-- Objectifs --
[1] D'après l'article sur le remaniement ministériel, combien de ministres n'ont pas été touchés par les changements annoncés mercredi ?
[2] Modifiez l'article sur le remaniement ministériel : reprenez le passage qui s'ouvre sur les mots contenant « (Ottawa) Après une » et se ferme sur « les mêmes responsabilités. », en remplaçant « collaborateurs » par « conseillers ».

-- Texte cité --
________________

(Ottawa) Après une session parlementaire difficile dominée par les dossiers de l’ingérence étrangère et la hausse du coût de la vie, Justin Trudeau avait confié à ses plus proches collaborateurs qu’il comptait remanier son cabinet en profondeur.

« Tout est sur la table », a-t-il affirmé à sa garde rapprochée à la fin juin, précisant que seules deux ministres – la ministre des Finances Chrystia Freeland et la ministre des Affaires étrangères Mélanie Joly – étaient assurées de conserver les mêmes responsabilités.

Au bout du compte, 8 ministres sur 38 n’ont pas été touchés par les changements qu’a annoncés le premier ministre à son cabinet mercredi. Le coup de balai qu’il a donné est impressionnant – le plus important depuis son arrivée au pouvoir en 2015. Jusqu’ici, Justin Trudeau s’était montré allergique à l’idée de se livrer à un tel exercice de renouveau.

Les derniers mois pénibles qu’a connus son gouvernement à la Chambre des communes et une série de sondages donnant l’avantage au Parti conservateur de Pierre Poilievre dans les intentions de vote l’ont convaincu qu’il était temps de redresser la barre.

La nouvelle équipe ministérielle, qui compte sept recrues, devra l’épauler dans sa quête pour obtenir un quatrième mandat. Cette quête apparaît d’ores et déjà comme un défi herculéen.

Selon un sondage de la firme Abacus Data publié mercredi, jour du remaniement, le Parti conservateur (38 %) détient une avance de 10 points de pourcentage sur les libéraux (28 %) à l’échelle nationale. Le NPD récolte 18 % des appuis dans ce coup de sonde. Une telle avance, si elle devait se maintenir jusqu’au prochain scrutin, pourrait permettre aux conservateurs de Pierre Poilievre de décrocher un mandat majoritaire.

Vers 2025

En point de presse après avoir dévoilé les changements à son cabinet, le premier ministre a affirmé qu’il n’avait pas l’intention de déclencher des élections hâtives cet automne ou même l’an prochain. Son gouvernement souhaite aller jusqu’au bout de l’entente qu’il a conclue avec le NPD au printemps 2022.

________________

-- Annotations par points pour les photos --

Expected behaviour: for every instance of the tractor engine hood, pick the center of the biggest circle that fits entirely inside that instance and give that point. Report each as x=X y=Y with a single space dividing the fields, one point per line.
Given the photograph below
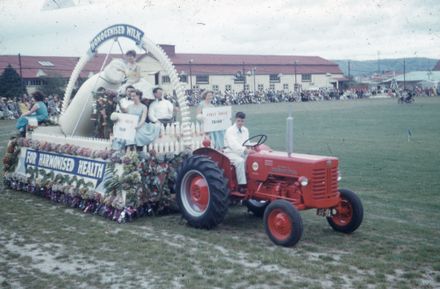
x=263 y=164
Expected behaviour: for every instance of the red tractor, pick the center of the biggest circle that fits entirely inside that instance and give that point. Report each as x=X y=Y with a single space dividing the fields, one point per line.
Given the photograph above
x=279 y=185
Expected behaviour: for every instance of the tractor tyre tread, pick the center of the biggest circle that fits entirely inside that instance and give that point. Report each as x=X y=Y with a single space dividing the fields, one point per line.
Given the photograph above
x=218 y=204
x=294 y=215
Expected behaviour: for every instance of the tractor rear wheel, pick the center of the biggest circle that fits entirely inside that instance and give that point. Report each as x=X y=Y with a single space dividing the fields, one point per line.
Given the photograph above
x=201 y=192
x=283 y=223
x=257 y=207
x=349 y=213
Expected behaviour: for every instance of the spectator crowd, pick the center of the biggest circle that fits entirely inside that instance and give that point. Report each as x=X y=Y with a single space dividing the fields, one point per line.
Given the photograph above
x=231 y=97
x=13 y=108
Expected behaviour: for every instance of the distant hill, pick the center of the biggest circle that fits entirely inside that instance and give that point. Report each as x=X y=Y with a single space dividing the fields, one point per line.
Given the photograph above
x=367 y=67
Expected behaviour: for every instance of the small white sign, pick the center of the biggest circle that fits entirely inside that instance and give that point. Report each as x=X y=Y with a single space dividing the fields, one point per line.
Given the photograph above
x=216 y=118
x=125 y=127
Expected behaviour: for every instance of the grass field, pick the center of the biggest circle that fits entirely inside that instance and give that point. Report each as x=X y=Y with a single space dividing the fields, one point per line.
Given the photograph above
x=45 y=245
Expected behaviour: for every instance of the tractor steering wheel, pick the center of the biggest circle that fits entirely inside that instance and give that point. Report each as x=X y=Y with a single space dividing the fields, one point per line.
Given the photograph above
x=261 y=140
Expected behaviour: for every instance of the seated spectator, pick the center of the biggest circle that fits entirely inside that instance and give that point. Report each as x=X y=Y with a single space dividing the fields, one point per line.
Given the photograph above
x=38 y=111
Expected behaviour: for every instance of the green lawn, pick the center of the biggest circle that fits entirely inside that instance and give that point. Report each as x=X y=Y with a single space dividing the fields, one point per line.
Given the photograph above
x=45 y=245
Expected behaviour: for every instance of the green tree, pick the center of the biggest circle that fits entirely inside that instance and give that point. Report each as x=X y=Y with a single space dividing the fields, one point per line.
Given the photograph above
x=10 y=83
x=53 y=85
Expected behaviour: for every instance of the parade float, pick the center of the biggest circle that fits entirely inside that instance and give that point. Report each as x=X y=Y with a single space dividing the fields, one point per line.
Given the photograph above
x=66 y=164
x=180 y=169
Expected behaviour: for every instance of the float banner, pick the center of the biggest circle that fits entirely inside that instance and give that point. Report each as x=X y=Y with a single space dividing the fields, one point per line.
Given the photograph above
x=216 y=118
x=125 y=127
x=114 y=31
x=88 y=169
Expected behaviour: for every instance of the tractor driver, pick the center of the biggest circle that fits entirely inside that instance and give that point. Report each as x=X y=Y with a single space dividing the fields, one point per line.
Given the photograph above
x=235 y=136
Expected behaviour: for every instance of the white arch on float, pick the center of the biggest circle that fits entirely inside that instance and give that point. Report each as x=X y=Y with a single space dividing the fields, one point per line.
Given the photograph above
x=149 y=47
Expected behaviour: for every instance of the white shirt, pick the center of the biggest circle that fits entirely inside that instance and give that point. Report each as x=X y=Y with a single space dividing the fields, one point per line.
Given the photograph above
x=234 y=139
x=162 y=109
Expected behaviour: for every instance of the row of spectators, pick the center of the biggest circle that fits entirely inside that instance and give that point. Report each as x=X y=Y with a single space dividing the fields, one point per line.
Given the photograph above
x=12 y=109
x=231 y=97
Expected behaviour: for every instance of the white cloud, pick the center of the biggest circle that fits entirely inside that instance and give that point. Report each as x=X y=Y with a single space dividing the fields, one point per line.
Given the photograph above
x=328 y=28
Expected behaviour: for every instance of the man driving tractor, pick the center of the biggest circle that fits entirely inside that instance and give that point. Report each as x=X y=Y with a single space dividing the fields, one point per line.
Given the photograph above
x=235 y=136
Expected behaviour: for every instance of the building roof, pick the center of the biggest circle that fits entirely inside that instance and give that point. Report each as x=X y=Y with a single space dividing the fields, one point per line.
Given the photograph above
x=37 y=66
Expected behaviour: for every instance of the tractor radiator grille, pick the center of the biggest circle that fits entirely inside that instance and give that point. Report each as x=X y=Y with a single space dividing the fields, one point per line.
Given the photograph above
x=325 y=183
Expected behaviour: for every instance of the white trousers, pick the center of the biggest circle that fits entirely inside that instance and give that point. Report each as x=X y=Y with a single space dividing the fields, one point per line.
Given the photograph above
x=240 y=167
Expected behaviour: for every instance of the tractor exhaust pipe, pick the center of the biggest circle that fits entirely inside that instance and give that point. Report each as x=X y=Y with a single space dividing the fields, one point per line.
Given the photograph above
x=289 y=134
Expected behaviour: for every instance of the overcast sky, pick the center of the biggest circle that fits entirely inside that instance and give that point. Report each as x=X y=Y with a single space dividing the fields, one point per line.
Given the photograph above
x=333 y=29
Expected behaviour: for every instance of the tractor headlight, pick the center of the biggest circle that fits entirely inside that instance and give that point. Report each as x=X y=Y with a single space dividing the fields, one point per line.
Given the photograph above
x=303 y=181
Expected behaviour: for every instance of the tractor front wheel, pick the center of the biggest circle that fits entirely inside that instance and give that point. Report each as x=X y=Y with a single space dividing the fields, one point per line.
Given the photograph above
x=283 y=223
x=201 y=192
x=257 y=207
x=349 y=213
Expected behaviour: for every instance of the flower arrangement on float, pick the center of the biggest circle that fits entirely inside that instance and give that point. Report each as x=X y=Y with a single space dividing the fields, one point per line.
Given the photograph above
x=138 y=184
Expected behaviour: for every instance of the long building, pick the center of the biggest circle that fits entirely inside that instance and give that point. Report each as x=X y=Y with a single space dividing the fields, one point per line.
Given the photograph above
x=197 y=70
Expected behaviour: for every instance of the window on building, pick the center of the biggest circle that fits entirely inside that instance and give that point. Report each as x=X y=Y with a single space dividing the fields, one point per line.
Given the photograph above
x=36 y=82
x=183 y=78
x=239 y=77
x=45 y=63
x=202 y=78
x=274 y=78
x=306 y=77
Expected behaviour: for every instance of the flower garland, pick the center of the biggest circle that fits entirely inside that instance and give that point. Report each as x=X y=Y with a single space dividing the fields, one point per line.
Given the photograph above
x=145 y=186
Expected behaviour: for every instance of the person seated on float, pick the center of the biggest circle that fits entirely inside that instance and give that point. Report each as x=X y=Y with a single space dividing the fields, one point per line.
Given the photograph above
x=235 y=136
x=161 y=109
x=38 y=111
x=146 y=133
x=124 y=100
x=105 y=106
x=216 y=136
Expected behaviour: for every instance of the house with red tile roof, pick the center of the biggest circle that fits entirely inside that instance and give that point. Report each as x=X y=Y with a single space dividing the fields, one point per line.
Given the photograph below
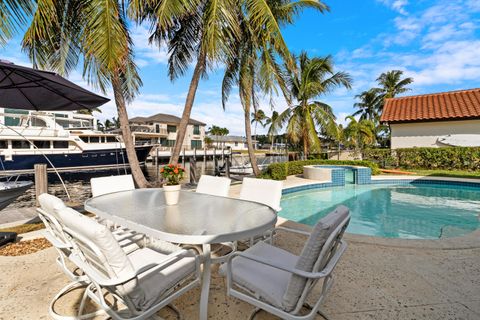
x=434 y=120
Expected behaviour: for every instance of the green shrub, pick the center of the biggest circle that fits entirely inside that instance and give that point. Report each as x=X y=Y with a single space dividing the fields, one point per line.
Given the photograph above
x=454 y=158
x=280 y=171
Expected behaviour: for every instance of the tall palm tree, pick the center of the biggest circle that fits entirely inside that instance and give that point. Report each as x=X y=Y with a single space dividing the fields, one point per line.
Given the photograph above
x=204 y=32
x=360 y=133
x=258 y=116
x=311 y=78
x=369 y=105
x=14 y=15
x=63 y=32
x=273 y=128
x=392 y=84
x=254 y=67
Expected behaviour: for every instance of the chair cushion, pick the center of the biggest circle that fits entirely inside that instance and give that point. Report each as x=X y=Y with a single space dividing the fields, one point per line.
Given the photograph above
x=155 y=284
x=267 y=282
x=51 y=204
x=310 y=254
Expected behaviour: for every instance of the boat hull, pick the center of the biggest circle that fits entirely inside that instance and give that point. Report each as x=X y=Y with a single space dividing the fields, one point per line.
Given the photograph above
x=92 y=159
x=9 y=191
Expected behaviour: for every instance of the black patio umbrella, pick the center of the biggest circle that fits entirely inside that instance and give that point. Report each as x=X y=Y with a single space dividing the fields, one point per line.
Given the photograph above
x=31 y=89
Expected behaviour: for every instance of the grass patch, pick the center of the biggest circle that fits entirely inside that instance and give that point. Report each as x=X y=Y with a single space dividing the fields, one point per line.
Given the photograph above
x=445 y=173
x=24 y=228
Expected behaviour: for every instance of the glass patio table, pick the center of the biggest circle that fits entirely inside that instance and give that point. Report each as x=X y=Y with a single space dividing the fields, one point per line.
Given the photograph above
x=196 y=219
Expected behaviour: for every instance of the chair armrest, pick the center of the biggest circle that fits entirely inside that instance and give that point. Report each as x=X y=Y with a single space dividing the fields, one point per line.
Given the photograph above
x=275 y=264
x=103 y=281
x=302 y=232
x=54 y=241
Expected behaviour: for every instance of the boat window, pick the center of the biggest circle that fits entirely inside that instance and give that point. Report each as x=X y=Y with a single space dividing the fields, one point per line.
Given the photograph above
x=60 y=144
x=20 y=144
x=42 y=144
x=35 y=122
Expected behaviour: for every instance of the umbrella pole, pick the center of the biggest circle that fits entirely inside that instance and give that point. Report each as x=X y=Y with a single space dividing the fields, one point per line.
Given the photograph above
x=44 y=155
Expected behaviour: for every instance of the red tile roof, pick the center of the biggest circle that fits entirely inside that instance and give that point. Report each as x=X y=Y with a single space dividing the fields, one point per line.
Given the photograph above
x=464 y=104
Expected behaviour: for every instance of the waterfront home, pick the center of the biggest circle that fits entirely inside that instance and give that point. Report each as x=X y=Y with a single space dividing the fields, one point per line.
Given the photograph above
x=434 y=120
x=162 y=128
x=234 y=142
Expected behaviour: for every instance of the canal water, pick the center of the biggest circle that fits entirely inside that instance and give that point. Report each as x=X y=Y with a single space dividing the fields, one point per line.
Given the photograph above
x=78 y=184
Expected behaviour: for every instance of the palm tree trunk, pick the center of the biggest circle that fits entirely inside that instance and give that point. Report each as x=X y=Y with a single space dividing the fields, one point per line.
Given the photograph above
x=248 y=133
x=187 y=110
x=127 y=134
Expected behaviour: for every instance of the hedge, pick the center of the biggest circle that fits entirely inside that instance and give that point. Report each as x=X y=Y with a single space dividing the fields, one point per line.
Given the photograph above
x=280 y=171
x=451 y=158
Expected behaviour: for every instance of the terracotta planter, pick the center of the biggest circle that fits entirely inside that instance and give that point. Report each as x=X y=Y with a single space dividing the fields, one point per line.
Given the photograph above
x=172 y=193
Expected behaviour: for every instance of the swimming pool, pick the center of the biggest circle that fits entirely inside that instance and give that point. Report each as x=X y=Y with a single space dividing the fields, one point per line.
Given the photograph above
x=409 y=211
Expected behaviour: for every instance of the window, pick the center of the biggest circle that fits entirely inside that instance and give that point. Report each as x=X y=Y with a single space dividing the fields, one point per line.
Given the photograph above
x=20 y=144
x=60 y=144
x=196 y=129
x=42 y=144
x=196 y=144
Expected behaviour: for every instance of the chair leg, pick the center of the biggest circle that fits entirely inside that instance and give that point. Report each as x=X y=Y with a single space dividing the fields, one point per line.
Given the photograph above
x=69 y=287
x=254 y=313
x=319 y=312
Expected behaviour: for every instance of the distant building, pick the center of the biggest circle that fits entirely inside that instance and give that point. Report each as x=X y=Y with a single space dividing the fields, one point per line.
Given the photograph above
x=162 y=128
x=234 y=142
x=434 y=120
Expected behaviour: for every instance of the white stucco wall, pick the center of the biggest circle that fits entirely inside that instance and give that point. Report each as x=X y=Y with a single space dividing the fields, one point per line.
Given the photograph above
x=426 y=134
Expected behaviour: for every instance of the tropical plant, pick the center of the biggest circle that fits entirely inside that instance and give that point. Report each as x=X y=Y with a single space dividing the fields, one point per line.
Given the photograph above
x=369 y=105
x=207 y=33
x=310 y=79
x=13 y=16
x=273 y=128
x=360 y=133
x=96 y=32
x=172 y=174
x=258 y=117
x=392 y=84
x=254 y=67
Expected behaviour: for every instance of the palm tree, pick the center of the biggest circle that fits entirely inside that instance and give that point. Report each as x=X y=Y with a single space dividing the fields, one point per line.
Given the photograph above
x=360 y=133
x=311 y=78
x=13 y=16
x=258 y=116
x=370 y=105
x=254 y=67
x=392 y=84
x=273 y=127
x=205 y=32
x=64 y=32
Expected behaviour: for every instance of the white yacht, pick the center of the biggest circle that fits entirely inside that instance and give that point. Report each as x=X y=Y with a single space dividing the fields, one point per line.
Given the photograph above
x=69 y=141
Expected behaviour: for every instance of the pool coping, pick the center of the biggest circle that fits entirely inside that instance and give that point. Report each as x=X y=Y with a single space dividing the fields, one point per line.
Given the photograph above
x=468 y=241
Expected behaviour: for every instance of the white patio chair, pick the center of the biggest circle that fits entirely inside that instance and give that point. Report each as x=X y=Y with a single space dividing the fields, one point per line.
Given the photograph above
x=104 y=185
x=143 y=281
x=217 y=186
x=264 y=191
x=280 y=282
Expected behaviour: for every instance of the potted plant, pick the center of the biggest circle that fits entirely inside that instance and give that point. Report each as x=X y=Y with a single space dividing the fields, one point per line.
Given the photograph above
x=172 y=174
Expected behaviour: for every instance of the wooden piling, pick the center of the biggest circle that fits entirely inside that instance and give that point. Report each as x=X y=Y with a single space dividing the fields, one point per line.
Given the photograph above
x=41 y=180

________________

-- Réponses finales --
[1] 8 ministres sur 38.

[2]
(Ottawa) Après une session parlementaire difficile dominée par les dossiers de l’ingérence étrangère et la hausse du coût de la vie, Justin Trudeau avait confié à ses plus proches conseillers qu’il comptait remanier son cabinet en profondeur.

« Tout est sur la table », a-t-il affirmé à sa garde rapprochée à la fin juin, précisant que seules deux ministres – la ministre des Finances Chrystia Freeland et la ministre des Affaires étrangères Mélanie Joly – étaient assurées de conserver les mêmes responsabilités.